Data lines.
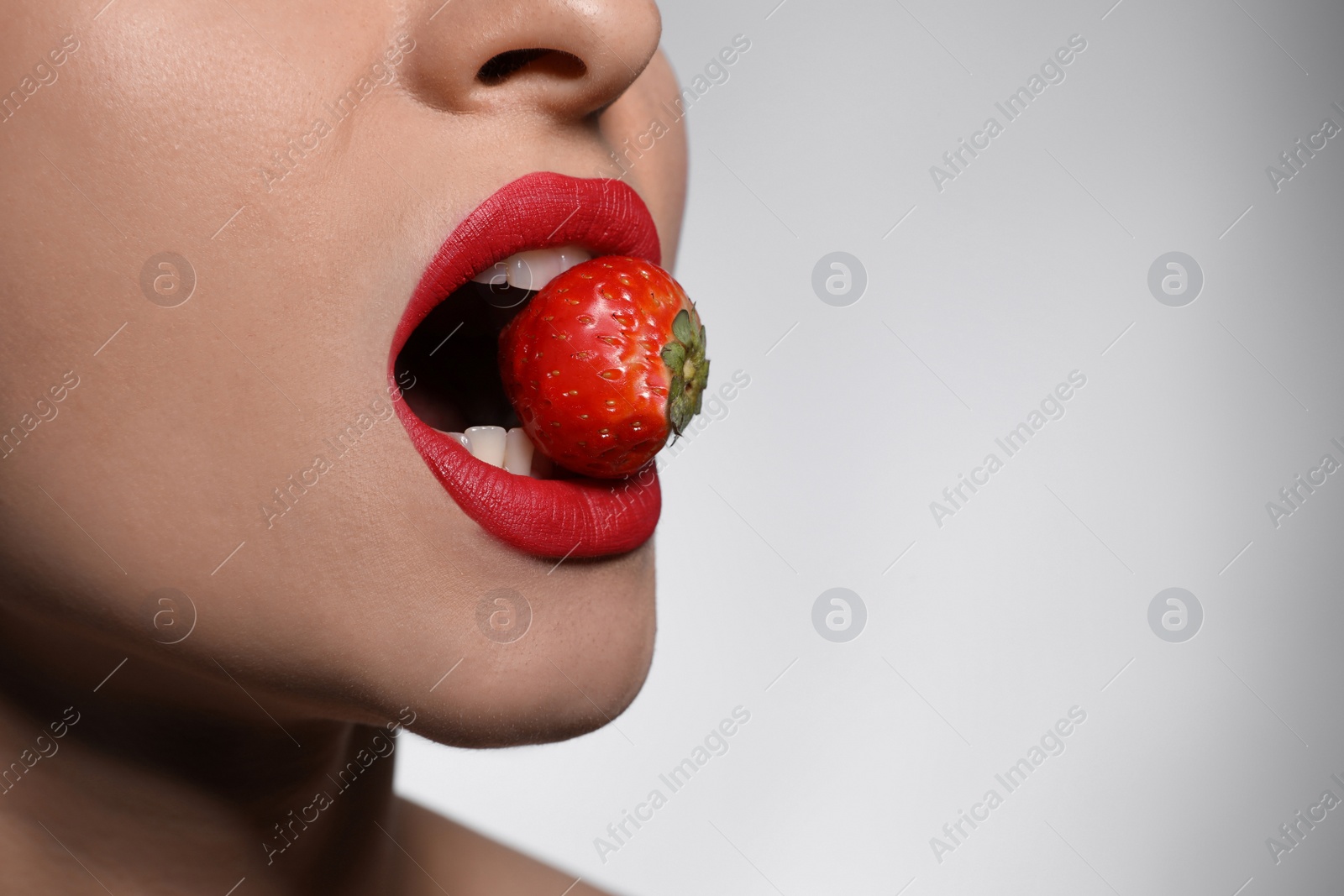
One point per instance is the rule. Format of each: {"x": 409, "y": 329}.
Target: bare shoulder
{"x": 438, "y": 856}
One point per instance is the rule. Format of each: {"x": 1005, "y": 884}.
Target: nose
{"x": 564, "y": 58}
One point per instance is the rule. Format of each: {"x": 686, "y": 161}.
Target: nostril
{"x": 554, "y": 62}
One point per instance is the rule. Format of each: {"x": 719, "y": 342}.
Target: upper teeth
{"x": 533, "y": 269}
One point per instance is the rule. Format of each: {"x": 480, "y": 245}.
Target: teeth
{"x": 517, "y": 453}
{"x": 533, "y": 269}
{"x": 511, "y": 450}
{"x": 487, "y": 443}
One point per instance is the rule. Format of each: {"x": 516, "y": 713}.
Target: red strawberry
{"x": 604, "y": 364}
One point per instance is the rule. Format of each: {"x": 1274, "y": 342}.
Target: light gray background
{"x": 1034, "y": 598}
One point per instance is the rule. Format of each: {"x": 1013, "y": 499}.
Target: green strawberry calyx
{"x": 689, "y": 371}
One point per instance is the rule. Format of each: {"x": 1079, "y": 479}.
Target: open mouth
{"x": 447, "y": 347}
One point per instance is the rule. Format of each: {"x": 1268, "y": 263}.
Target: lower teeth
{"x": 511, "y": 450}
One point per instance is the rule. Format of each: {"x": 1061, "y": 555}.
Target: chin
{"x": 582, "y": 661}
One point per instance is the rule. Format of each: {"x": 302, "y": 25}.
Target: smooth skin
{"x": 160, "y": 132}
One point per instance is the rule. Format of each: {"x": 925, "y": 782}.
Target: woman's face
{"x": 230, "y": 473}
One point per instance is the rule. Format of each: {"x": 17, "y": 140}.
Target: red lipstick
{"x": 580, "y": 517}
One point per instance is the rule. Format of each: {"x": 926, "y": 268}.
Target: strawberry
{"x": 604, "y": 364}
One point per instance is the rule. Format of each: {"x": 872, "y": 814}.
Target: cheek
{"x": 659, "y": 176}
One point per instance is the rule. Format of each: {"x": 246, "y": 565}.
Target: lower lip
{"x": 578, "y": 517}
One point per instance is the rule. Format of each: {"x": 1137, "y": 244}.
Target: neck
{"x": 161, "y": 781}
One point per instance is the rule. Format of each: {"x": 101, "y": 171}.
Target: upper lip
{"x": 548, "y": 517}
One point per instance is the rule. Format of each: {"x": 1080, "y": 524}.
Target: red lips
{"x": 548, "y": 517}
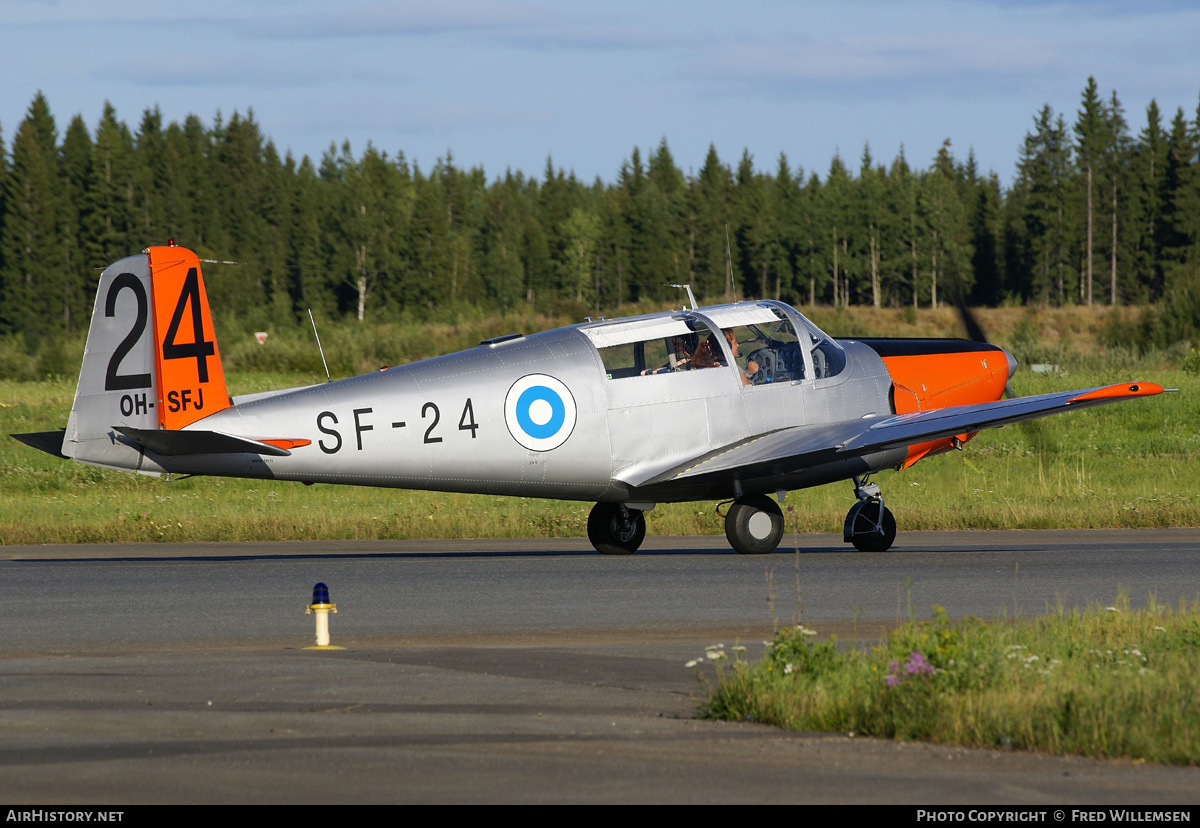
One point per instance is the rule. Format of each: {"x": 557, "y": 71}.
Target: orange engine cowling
{"x": 939, "y": 373}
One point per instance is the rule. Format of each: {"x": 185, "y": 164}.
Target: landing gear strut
{"x": 869, "y": 526}
{"x": 616, "y": 529}
{"x": 754, "y": 525}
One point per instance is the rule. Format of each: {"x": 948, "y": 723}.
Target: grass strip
{"x": 1105, "y": 682}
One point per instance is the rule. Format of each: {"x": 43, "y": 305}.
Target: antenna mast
{"x": 318, "y": 345}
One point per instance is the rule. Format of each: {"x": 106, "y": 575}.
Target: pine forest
{"x": 1099, "y": 213}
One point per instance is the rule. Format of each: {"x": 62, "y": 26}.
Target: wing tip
{"x": 1120, "y": 390}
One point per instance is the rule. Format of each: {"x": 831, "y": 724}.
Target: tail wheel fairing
{"x": 616, "y": 529}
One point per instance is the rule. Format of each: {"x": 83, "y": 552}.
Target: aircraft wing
{"x": 802, "y": 447}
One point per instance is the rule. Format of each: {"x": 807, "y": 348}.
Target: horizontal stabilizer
{"x": 51, "y": 442}
{"x": 174, "y": 443}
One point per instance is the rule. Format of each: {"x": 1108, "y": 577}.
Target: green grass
{"x": 1107, "y": 682}
{"x": 1127, "y": 465}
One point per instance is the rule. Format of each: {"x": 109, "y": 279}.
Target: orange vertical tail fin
{"x": 191, "y": 381}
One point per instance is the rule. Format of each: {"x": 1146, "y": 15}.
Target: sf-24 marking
{"x": 430, "y": 412}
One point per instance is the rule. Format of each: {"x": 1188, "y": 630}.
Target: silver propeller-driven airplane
{"x": 731, "y": 402}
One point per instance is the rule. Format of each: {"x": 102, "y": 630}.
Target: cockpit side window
{"x": 828, "y": 358}
{"x": 655, "y": 348}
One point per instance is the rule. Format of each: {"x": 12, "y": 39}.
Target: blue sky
{"x": 505, "y": 84}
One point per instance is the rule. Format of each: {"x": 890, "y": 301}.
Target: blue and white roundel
{"x": 539, "y": 412}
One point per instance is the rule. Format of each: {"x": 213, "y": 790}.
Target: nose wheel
{"x": 616, "y": 529}
{"x": 754, "y": 525}
{"x": 869, "y": 526}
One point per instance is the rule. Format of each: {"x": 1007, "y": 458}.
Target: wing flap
{"x": 175, "y": 443}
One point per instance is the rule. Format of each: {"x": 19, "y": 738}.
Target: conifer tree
{"x": 30, "y": 234}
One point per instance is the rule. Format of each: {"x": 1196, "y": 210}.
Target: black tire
{"x": 754, "y": 525}
{"x": 864, "y": 535}
{"x": 612, "y": 532}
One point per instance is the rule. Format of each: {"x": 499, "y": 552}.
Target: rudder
{"x": 151, "y": 359}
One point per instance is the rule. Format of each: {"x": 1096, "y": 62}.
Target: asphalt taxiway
{"x": 510, "y": 671}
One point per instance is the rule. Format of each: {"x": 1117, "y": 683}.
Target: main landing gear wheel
{"x": 615, "y": 529}
{"x": 754, "y": 525}
{"x": 869, "y": 526}
{"x": 868, "y": 529}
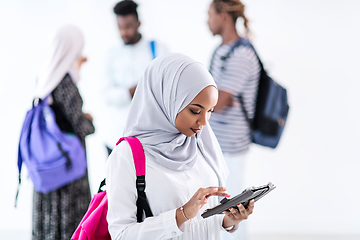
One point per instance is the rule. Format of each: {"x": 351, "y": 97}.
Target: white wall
{"x": 310, "y": 47}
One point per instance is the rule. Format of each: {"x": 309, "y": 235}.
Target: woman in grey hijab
{"x": 184, "y": 164}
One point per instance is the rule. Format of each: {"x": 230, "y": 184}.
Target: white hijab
{"x": 167, "y": 86}
{"x": 65, "y": 47}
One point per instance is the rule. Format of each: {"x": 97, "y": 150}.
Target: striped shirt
{"x": 240, "y": 76}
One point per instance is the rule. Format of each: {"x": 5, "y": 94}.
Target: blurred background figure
{"x": 125, "y": 64}
{"x": 57, "y": 214}
{"x": 238, "y": 75}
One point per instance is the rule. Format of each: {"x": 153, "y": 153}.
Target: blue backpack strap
{"x": 152, "y": 46}
{"x": 35, "y": 102}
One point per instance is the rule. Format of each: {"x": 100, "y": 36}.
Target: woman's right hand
{"x": 198, "y": 200}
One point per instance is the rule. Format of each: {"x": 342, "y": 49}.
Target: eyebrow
{"x": 198, "y": 106}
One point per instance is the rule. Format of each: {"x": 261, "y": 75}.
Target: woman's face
{"x": 195, "y": 116}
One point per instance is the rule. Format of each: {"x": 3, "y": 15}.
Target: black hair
{"x": 126, "y": 7}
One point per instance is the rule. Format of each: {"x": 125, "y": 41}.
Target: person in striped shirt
{"x": 239, "y": 74}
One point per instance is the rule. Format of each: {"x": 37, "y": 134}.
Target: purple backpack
{"x": 53, "y": 158}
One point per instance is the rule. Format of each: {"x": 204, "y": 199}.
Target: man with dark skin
{"x": 129, "y": 31}
{"x": 125, "y": 64}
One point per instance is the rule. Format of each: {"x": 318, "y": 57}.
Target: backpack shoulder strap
{"x": 152, "y": 46}
{"x": 139, "y": 160}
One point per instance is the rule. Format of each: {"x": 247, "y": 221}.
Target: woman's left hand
{"x": 236, "y": 216}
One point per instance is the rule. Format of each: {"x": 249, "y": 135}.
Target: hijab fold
{"x": 65, "y": 47}
{"x": 167, "y": 86}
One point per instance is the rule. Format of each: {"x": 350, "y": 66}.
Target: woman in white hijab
{"x": 57, "y": 214}
{"x": 184, "y": 164}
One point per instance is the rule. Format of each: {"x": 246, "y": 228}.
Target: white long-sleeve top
{"x": 124, "y": 66}
{"x": 166, "y": 191}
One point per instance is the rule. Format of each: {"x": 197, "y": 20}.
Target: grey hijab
{"x": 167, "y": 86}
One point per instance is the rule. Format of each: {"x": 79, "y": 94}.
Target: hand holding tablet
{"x": 244, "y": 198}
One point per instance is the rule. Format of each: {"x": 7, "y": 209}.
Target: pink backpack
{"x": 94, "y": 225}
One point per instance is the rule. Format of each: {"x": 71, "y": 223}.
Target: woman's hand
{"x": 198, "y": 200}
{"x": 236, "y": 216}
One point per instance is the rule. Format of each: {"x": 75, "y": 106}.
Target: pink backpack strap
{"x": 139, "y": 160}
{"x": 138, "y": 154}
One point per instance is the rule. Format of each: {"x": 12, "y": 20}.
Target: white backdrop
{"x": 310, "y": 47}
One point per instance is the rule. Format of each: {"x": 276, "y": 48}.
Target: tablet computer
{"x": 244, "y": 198}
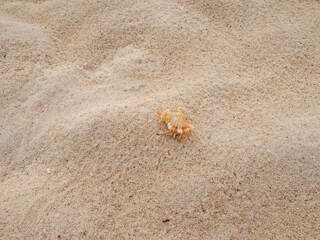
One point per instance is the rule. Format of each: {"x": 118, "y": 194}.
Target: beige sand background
{"x": 80, "y": 157}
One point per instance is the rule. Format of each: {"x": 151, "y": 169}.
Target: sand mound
{"x": 80, "y": 157}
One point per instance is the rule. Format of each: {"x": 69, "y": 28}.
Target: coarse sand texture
{"x": 81, "y": 83}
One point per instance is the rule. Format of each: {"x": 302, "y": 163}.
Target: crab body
{"x": 176, "y": 121}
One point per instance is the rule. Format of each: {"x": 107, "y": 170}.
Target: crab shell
{"x": 176, "y": 121}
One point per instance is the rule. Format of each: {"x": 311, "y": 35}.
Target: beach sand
{"x": 80, "y": 157}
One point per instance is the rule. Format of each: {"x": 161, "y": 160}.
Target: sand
{"x": 80, "y": 157}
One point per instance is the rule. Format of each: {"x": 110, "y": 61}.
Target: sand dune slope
{"x": 80, "y": 157}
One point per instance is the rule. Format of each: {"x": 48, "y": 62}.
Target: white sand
{"x": 80, "y": 157}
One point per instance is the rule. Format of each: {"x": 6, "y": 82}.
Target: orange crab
{"x": 176, "y": 122}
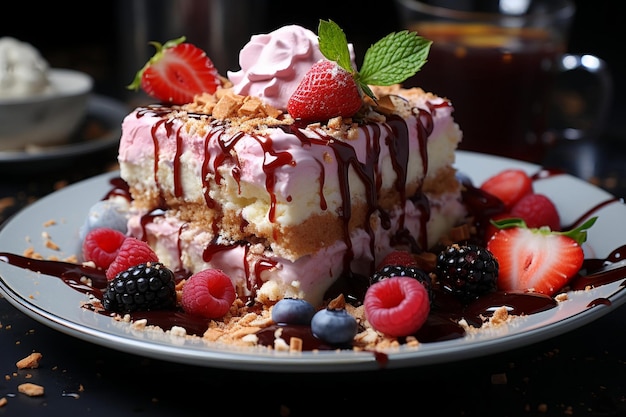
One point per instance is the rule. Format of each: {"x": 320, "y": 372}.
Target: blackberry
{"x": 467, "y": 271}
{"x": 147, "y": 286}
{"x": 419, "y": 274}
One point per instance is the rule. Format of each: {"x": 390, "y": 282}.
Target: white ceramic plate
{"x": 48, "y": 300}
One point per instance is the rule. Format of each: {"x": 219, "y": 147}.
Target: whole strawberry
{"x": 176, "y": 73}
{"x": 335, "y": 88}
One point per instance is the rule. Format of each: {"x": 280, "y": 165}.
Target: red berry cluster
{"x": 208, "y": 293}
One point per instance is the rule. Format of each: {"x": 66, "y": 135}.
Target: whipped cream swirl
{"x": 273, "y": 64}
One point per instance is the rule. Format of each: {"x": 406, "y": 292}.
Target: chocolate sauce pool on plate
{"x": 446, "y": 311}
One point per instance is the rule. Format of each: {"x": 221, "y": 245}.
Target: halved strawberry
{"x": 326, "y": 91}
{"x": 176, "y": 73}
{"x": 509, "y": 185}
{"x": 537, "y": 259}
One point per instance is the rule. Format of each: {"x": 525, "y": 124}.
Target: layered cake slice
{"x": 286, "y": 205}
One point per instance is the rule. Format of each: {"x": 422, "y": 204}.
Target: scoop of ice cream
{"x": 273, "y": 64}
{"x": 23, "y": 71}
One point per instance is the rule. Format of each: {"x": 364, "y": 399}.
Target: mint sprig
{"x": 392, "y": 60}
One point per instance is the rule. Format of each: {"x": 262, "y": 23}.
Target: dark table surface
{"x": 579, "y": 373}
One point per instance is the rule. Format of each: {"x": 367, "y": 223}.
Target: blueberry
{"x": 334, "y": 326}
{"x": 292, "y": 311}
{"x": 112, "y": 213}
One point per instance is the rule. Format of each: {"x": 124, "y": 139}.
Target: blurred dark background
{"x": 101, "y": 37}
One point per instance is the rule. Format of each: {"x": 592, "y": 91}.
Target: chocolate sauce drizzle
{"x": 446, "y": 311}
{"x": 397, "y": 141}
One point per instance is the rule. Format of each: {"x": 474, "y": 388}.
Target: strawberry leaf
{"x": 136, "y": 84}
{"x": 394, "y": 58}
{"x": 579, "y": 234}
{"x": 334, "y": 45}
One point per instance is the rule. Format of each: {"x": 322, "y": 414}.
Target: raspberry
{"x": 397, "y": 306}
{"x": 467, "y": 271}
{"x": 398, "y": 257}
{"x": 147, "y": 286}
{"x": 101, "y": 246}
{"x": 537, "y": 210}
{"x": 509, "y": 185}
{"x": 208, "y": 293}
{"x": 132, "y": 252}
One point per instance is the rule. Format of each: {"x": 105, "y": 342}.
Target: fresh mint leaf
{"x": 334, "y": 45}
{"x": 393, "y": 59}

Requirements. Pick out every line in the records above that contains the word "grey", and copy those lines unchanged.

Task answer.
Target: woman in grey hijab
Target: grey hijab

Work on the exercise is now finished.